Stated task: Without the images, write out all of the following entries exactly.

Information provided:
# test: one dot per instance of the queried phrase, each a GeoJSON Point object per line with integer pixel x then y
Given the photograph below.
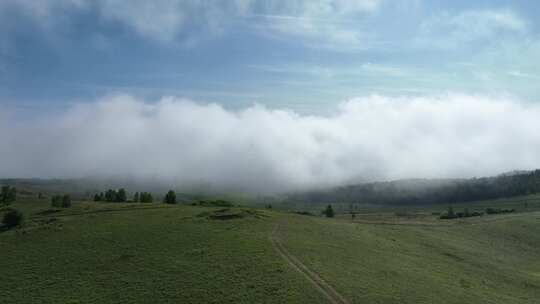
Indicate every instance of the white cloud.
{"type": "Point", "coordinates": [330, 23]}
{"type": "Point", "coordinates": [373, 137]}
{"type": "Point", "coordinates": [448, 30]}
{"type": "Point", "coordinates": [164, 20]}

Solution to the exercise:
# test: one dot per instance of the queried phrase, each a GeoJSON Point object per line with integer pixel x then y
Given the photograph below.
Indicate every instance of the white cloud.
{"type": "Point", "coordinates": [330, 23]}
{"type": "Point", "coordinates": [373, 137]}
{"type": "Point", "coordinates": [448, 30]}
{"type": "Point", "coordinates": [164, 20]}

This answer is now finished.